■ Given text:

--- START ---

|29 December 2018
Oldest human remains in Poland
The oldest human remains discovered in Poland are about 115,000 years old. They are finger bones of a Neanderthal child which were digested by a large bird, and found in a cave. Previously the oldest human remains from Poland were three Neanderthal teeth estimated to be 52,000 to 42,000 years old, from a different cave.
The bones are small and very poorly preserved. DNA analysis is not possible, but Professor Pawel Valde-Nowak, from the Institute of Archeology of the Jagiellonian University in Krakow says "we have no doubts that these are Neanderthal remains, because they come from a very deep layer of the cave, a few metres below the present surface. This layer also contains typical stone tools used by the Neanderthal."
The bones were discovered a few years ago mixed up with animal bones. It was not until this year that researchers discovered that they were human bones.
Professor Valde-Nowak: "This is a unique discovery. Only single fragments of fossil bones belonging to relatives of modern man have survived to our times in Poland." There are no remains in Poland of human species from before the Neanderthal, such as Homo erectus.

--- END ---

■ Exercise set:
**A)** In the piece on the oldest human remains in Poland, what did researchers earlier believe were the oldest human remains found in the country?
**B)** Write a further paragraph that carries on the article about the Neanderthal finger bones found in Poland, starting after its final sentence.

■ Data to examine:
--- START ---

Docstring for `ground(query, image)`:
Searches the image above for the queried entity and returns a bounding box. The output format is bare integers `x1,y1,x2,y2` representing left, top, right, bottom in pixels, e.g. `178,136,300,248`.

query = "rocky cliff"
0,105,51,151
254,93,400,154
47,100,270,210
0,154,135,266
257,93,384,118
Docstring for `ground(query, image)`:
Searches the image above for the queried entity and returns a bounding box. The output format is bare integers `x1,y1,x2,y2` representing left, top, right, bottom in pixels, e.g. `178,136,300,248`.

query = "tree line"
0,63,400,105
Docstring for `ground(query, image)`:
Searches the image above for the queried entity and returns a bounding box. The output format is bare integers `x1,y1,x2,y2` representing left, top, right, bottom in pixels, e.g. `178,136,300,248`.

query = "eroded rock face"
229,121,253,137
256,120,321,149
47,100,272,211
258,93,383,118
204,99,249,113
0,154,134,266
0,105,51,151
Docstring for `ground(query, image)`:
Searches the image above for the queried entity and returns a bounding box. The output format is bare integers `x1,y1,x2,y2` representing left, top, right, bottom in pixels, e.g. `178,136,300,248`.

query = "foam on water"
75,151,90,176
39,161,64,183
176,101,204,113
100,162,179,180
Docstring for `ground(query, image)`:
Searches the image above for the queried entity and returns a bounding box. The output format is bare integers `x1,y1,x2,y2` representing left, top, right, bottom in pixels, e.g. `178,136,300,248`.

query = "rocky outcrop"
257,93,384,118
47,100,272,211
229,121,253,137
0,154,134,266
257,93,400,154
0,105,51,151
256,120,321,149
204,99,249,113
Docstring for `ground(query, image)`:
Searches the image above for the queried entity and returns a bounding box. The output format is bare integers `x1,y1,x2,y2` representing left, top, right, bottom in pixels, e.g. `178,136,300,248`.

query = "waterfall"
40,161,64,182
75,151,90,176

--- END ---

■ Set of answers:
**A)** Three Neanderthal teeth, estimated to be 52,000 to 42,000 years old, from a different cave.

**B)**
Neanderthals probably appeared in Poland - as in all of Europe - about 300,000 years ago. Their oldest stone tools are over 200,000 years old. Thousands have been discovered in southern Poland; mainly knife-scrapers - tools with a cutting and scraping function. The northern part of present Poland was covered by a continental glacier.
Professor Valde-Nowak says there is no evidence that modern humans and Neanderthals co-existed in Poland. Neanderthals in Europe mostly died out about 35,000 years ago, but a 2006 article in the journal 'Nature' claimed the existence of 24,000 year old remains.
Research shows Neanderthals had much in common with us; archaeologists are often unable to distinguish between Neanderthal and modern human tools. Neanderthals also created of some of the rock drawings known from European caves, estimated to be over 64,000 years old.